Problem statement
Recast the entries from the start through the line containing "259 248 L 236" as a two-column CSV with the header row instruction,answer, giving one row per entry. Put each field in double quotes and replace every line break within it with a space.

|---|

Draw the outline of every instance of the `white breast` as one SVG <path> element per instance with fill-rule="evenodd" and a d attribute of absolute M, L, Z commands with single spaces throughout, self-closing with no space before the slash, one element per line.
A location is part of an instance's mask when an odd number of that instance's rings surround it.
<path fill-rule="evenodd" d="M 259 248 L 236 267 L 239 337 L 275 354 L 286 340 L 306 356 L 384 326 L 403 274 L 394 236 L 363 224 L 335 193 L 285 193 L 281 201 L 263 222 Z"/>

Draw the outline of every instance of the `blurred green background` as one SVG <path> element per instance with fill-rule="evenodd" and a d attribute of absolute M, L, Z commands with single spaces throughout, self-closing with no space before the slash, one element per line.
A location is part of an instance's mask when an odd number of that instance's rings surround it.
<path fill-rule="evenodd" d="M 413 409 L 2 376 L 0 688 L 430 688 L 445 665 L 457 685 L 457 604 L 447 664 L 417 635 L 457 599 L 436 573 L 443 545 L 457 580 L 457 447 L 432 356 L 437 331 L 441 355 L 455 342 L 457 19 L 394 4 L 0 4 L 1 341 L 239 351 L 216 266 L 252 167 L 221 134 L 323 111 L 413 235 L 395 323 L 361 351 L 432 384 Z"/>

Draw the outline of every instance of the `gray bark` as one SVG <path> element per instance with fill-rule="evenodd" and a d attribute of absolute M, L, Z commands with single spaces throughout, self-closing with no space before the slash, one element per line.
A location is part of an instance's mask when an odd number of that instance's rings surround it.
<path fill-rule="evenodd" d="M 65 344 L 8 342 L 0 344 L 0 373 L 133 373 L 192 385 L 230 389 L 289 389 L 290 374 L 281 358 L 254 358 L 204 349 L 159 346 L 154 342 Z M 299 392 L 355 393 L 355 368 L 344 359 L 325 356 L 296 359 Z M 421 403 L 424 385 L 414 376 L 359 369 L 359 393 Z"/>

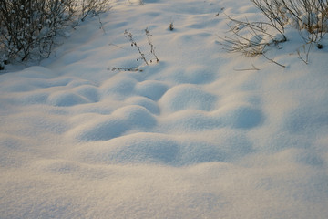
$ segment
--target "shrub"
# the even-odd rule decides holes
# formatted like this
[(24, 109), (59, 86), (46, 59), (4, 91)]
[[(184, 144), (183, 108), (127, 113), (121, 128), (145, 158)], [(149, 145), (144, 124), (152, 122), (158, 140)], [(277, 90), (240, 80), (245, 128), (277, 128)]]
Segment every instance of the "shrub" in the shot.
[(49, 57), (54, 38), (108, 0), (0, 0), (0, 68), (9, 59)]
[[(245, 56), (264, 55), (267, 46), (287, 41), (285, 28), (299, 30), (305, 44), (317, 44), (328, 31), (327, 0), (251, 0), (267, 18), (266, 21), (240, 21), (228, 16), (231, 36), (222, 45), (228, 51)], [(304, 32), (305, 31), (305, 32)], [(265, 56), (264, 56), (265, 57)]]

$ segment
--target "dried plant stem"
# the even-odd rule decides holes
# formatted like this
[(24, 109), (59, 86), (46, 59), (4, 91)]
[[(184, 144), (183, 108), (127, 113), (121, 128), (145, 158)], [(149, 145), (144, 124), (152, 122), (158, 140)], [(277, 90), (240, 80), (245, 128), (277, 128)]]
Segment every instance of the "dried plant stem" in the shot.
[[(126, 37), (131, 42), (131, 47), (135, 47), (138, 49), (138, 52), (140, 54), (141, 56), (141, 59), (146, 63), (146, 65), (149, 65), (145, 57), (145, 54), (143, 54), (141, 52), (140, 47), (138, 46), (137, 42), (134, 40), (133, 36), (131, 33), (128, 33), (128, 31), (126, 30), (124, 32), (124, 35), (126, 36)], [(137, 60), (138, 60), (138, 58), (137, 58)]]
[[(150, 46), (150, 53), (154, 56), (155, 59), (156, 59), (156, 62), (159, 62), (159, 57), (155, 54), (155, 47), (151, 42), (152, 35), (149, 33), (149, 30), (148, 28), (145, 29), (145, 33), (146, 33), (146, 36), (147, 36), (147, 39), (148, 39), (148, 44)], [(152, 60), (150, 60), (150, 62), (152, 62)]]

|---|

Result for this exercise
instruction,answer
"Draw the outline of every instance of the `white breast` as one SVG <path> element per instance with fill-rule=""evenodd"" and a d attribute of absolute M, L, Z commands with single spaces throughout, self-closing with no space before the slash, one element per line. A location is part of an instance's mask when an odd number of that instance's rings surround it.","<path fill-rule=""evenodd"" d=""M 259 248 L 236 267 L 239 337 L 275 354 L 286 340 L 306 356 L 384 326 L 403 274 L 394 236 L 363 224 L 335 193 L 285 193 L 281 201 L 263 222 Z""/>"